■ AIM
Return each line in the rows below that contains the string "jacket". Matching is case-sensitive.
____ INFORMATION SHOWN
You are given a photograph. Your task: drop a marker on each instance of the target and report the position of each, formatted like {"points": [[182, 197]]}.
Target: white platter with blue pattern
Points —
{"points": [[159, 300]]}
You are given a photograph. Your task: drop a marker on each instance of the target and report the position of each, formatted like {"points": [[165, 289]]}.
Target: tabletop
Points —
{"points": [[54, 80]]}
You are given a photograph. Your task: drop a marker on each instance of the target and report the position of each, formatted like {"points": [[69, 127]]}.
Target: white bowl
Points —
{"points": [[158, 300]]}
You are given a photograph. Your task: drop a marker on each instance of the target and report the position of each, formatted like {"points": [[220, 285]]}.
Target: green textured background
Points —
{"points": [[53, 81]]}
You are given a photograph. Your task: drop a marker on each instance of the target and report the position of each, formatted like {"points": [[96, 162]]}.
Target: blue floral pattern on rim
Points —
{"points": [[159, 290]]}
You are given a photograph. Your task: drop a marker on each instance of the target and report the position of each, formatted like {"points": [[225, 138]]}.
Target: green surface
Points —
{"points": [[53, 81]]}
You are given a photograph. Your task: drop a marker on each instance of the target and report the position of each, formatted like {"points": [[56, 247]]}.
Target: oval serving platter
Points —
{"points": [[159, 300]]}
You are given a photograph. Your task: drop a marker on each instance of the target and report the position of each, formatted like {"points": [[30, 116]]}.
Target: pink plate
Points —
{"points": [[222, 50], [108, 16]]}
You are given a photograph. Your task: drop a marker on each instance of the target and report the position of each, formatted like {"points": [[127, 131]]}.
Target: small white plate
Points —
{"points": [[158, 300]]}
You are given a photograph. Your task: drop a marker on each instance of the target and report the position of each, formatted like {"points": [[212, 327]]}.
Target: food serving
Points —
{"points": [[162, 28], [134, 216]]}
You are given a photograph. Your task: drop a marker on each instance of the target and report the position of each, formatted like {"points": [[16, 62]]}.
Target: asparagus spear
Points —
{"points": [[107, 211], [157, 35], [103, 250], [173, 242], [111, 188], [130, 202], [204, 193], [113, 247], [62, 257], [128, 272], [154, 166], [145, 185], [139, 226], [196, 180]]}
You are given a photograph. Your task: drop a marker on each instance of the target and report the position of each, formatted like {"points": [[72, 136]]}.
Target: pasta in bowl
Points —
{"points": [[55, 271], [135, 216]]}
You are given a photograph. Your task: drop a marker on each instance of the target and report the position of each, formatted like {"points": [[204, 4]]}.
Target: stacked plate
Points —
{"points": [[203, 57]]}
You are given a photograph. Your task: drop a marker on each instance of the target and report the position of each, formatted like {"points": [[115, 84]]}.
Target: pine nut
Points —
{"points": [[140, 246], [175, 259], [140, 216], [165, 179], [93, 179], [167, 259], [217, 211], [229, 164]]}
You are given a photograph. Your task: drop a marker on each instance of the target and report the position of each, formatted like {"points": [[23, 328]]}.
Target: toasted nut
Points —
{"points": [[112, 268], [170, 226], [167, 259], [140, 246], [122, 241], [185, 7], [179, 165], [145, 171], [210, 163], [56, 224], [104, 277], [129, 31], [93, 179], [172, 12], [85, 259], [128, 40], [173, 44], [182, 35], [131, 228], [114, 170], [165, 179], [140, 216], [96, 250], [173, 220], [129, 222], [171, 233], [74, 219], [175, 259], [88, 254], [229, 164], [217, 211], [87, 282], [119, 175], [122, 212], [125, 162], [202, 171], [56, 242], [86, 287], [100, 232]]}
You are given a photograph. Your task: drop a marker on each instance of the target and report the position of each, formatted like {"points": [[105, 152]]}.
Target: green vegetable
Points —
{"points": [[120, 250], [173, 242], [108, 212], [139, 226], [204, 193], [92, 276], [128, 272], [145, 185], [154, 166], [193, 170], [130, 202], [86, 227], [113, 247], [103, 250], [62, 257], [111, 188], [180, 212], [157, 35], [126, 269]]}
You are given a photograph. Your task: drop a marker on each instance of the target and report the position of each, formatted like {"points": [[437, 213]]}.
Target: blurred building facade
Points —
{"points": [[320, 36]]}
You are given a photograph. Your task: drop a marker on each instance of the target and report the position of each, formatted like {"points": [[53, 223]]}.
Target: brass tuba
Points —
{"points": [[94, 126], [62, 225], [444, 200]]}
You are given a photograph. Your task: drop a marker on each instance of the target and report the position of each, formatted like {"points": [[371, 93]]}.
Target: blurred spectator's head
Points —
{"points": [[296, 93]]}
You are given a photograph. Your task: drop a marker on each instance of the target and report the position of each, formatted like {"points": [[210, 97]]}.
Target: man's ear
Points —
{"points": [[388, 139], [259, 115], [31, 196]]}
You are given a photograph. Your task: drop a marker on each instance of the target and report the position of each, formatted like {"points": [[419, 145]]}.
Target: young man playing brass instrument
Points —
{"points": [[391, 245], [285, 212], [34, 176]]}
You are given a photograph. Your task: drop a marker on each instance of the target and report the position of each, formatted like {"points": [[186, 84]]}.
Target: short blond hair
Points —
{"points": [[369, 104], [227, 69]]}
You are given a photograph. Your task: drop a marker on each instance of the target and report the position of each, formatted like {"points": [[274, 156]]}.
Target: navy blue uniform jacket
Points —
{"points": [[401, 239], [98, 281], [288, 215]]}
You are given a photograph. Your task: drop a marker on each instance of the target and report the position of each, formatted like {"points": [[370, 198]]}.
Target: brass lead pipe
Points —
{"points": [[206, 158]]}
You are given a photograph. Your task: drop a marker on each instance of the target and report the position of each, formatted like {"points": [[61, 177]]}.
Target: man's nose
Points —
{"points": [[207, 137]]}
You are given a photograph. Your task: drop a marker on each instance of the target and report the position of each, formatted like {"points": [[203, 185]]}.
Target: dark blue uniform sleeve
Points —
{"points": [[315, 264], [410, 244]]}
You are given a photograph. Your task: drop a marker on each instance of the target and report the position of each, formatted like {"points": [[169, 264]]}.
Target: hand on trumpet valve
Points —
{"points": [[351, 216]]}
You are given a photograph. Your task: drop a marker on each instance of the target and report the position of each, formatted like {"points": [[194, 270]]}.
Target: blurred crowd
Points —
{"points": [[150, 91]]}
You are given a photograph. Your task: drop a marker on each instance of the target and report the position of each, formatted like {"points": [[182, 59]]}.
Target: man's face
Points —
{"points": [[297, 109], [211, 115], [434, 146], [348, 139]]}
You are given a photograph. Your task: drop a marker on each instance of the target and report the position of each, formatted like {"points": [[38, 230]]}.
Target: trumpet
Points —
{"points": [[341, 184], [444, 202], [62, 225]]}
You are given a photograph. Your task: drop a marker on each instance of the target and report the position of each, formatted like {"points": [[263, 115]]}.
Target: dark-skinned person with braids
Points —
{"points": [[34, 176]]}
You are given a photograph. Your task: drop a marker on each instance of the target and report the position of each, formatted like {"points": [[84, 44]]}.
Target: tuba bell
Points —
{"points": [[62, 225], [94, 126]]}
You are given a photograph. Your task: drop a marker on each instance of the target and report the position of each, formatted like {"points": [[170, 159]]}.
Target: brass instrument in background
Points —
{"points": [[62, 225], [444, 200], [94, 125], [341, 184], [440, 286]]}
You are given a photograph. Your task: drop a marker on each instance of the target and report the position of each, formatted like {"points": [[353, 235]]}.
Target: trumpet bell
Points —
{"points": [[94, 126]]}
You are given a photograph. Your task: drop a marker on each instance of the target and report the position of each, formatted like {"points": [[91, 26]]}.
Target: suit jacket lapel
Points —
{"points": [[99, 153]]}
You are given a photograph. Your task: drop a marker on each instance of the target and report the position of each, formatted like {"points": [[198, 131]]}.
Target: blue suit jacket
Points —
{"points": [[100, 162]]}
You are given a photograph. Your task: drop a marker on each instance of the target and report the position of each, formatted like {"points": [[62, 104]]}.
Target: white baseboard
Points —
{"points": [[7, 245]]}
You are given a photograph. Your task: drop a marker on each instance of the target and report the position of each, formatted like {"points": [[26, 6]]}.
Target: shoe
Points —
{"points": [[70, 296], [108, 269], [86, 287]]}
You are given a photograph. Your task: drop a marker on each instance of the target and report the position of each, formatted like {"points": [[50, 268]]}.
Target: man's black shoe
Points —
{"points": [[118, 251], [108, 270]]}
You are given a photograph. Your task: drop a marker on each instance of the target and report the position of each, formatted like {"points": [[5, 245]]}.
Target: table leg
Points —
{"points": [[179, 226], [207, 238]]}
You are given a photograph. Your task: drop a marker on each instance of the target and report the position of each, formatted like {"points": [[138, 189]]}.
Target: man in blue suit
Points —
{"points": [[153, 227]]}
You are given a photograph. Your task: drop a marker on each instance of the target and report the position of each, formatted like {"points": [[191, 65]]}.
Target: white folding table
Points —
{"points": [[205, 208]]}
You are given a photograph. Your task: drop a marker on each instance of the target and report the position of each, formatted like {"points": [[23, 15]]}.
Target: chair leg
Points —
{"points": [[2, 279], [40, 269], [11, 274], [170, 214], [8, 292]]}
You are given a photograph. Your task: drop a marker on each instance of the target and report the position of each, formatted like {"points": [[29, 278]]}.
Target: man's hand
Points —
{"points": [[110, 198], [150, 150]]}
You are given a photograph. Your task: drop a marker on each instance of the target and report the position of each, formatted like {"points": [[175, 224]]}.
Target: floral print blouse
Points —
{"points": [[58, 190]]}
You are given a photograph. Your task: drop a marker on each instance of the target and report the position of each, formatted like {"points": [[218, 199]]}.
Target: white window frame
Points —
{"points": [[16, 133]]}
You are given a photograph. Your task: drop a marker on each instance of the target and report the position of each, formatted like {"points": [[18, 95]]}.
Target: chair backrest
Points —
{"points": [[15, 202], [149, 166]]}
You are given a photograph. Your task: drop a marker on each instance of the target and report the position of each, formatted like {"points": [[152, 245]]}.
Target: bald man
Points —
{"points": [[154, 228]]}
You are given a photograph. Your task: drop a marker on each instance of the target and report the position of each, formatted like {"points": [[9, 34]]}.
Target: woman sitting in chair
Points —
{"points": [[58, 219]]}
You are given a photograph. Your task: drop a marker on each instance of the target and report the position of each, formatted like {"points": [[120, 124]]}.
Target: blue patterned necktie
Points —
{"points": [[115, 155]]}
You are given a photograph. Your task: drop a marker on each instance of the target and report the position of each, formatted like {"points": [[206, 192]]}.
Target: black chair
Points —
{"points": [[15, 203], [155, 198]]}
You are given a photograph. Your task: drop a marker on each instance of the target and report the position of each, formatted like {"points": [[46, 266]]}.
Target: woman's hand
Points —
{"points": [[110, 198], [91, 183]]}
________
■ THE COMPLETED TASK
Target: navy blue uniform jacket
Target: suit jacket lapel
Target: blue suit jacket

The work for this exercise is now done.